▸ **Selected passage**:
Last month, Hospital Sisters Health System announced the impending closure of two Catholic hospitals – St. Joseph in Chippewa Falls and Sacred Heart in Eau Claire – along with 19 clinics serving western Wisconsin’s rural towns. The press release did not provide many details, beyond communicating their intent to move out of the region, but I’m guessing the major cyberattack they suffered in August and September is at least partially to blame. There were almost no patients in the Sacred Heart ward where my grandfather died Sept. 7, and the nurses told me they were turning patients away because they couldn’t access medical records.

The healthcare system is Franciscan in its mission, a vestige of the days when its founding community, the Hospital Sisters of St. Francis, served in hospitals in Wisconsin and Illinois. Like our own Servites, who once educated and cared for the people of Ladysmith, or the Holy Cross Sisters who served in healthcare and education in Merrill, the Hospital Sisters have had to move with the times, and this latest divestiture is likely as deeply painful for them as it is for the more than 1,000 workers who will lose their jobs and the thousands of patients who depend upon them.

▸ **What you need to do**:
a) Decide whether each statement below agrees with the passage about the hospital closures, answering yes or no and quoting the words of the passage that settle it. (i) The press release gave many details about the closures. (ii) The writer's grandfather died in the Sacred Heart ward on Sept. 7. (iii) The Hospital Sisters of St. Francis served in hospitals in Wisconsin and Illinois.
b) According to the passage about the hospital closures, how many workers will lose their jobs?
c) Write what comes next in the passage about the hospital closures, picking up after its final sentence.

(Stored data)
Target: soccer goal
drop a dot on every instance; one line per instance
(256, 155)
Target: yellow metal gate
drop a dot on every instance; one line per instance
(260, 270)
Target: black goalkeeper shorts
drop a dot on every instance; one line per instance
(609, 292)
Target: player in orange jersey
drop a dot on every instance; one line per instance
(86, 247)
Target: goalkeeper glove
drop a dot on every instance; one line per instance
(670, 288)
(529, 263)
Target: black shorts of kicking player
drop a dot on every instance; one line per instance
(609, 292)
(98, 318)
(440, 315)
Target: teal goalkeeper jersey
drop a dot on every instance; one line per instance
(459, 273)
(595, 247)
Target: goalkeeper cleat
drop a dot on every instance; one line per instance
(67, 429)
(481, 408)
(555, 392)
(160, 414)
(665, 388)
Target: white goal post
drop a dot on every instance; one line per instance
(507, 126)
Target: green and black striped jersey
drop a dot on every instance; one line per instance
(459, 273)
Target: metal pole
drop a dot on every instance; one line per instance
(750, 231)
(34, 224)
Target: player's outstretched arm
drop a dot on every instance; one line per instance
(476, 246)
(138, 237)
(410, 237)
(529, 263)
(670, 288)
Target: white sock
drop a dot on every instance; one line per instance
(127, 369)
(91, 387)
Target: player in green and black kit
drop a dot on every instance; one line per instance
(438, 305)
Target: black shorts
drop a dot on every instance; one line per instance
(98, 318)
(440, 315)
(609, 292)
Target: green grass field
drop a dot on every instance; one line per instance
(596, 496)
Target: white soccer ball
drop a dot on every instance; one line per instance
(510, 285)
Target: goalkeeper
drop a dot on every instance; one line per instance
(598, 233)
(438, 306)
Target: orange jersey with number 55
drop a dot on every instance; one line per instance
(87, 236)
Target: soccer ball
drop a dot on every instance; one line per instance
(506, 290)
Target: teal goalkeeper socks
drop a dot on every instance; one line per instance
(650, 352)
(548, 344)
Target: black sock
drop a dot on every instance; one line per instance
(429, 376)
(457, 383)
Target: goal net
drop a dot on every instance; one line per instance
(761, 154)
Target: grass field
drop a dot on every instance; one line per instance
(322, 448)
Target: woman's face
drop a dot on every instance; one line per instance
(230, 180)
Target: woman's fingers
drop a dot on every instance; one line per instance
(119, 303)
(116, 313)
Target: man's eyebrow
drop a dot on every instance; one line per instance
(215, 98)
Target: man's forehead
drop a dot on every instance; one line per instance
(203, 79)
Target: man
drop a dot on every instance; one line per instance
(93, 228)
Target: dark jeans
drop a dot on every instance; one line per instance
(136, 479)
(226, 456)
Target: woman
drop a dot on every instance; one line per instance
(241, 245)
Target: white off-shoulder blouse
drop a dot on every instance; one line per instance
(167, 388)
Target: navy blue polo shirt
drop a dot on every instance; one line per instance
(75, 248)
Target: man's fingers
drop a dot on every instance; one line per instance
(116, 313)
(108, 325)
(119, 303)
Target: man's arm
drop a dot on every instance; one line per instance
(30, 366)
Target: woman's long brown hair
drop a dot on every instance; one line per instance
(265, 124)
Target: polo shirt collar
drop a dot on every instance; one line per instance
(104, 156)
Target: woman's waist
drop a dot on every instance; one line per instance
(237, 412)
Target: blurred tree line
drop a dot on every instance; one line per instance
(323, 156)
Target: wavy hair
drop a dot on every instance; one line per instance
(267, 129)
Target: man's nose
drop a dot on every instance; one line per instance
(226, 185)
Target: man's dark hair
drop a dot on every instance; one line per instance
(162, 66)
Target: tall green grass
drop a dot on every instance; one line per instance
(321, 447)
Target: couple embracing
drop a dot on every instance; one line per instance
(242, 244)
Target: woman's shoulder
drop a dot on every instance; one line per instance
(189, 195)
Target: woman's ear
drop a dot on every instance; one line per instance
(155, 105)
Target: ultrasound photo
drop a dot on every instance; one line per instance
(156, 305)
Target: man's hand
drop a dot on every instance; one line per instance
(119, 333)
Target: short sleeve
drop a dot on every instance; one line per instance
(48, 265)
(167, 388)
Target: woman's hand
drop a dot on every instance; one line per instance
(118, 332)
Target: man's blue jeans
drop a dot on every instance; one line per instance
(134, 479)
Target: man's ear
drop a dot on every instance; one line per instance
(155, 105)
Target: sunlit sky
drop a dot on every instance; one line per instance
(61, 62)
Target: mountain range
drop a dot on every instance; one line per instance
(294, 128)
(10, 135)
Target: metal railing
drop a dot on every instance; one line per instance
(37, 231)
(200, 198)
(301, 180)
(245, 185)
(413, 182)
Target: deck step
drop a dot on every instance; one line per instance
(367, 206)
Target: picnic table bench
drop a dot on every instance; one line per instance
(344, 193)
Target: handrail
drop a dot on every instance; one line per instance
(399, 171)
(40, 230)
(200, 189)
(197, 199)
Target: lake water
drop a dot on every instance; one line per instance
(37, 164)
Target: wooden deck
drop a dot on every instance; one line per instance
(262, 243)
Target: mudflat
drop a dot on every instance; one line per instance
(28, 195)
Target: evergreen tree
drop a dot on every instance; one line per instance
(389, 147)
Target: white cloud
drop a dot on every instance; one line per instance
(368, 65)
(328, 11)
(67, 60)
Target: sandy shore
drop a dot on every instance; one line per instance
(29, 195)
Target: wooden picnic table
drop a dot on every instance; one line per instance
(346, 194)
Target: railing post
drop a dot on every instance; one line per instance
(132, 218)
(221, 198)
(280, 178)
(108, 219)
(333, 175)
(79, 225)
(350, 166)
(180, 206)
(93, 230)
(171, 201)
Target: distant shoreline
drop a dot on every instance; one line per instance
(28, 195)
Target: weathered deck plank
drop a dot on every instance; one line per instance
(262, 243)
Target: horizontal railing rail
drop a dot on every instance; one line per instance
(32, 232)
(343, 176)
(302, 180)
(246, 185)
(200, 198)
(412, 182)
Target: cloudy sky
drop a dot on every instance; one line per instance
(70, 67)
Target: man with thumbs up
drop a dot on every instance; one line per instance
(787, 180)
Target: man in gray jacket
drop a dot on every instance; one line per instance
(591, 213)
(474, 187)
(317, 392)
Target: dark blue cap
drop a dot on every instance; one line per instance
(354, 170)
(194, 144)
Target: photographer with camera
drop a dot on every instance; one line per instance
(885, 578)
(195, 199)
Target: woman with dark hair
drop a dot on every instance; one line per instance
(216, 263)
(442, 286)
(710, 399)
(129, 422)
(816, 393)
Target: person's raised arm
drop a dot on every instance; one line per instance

▸ **Exercise responses**:
a)
(i) No: "The press release did not provide many details"
(ii) Yes: "the Sacred Heart ward where my grandfather died Sept. 7"
(iii) Yes: "the Hospital Sisters of St. Francis, served in hospitals in Wisconsin and Illinois"

b) More than 1,000 workers.

c)
Why should Catholics in communities not served by this organization feel concerned? Well, for one thing, Sacred Heart had the only inpatient adolescent psychiatric unit in the region. For years – back when I was working at the Chetek newspaper – I did the courthouse news, and I remember reading the Barron County dispatch log and seeing calls, over and over, seeking beds for suicidal or mentally ill teens. It was hard enough then to find; now, when mental health seems to be in decline among all age groups, helping sick teens find care in a safe environment will be far more challenging.

The hospitals offered many standard services – dialysis, emergency rooms, urgent care, cancer and critical care, a birthing center and more – but more importantly than which services they offered was how they offered them – to everyone, regardless of their ability to pay. Back when I was teaching night classes for Concordia University, one of my adult students worked in management there. I can’t recall how he described Sacred Heart exactly, but the gist of it was (with a shake of his head and maybe a touch of pride): They are backward. They won’t survive. Every other hospital system is focused on money, and they are focused on patient care.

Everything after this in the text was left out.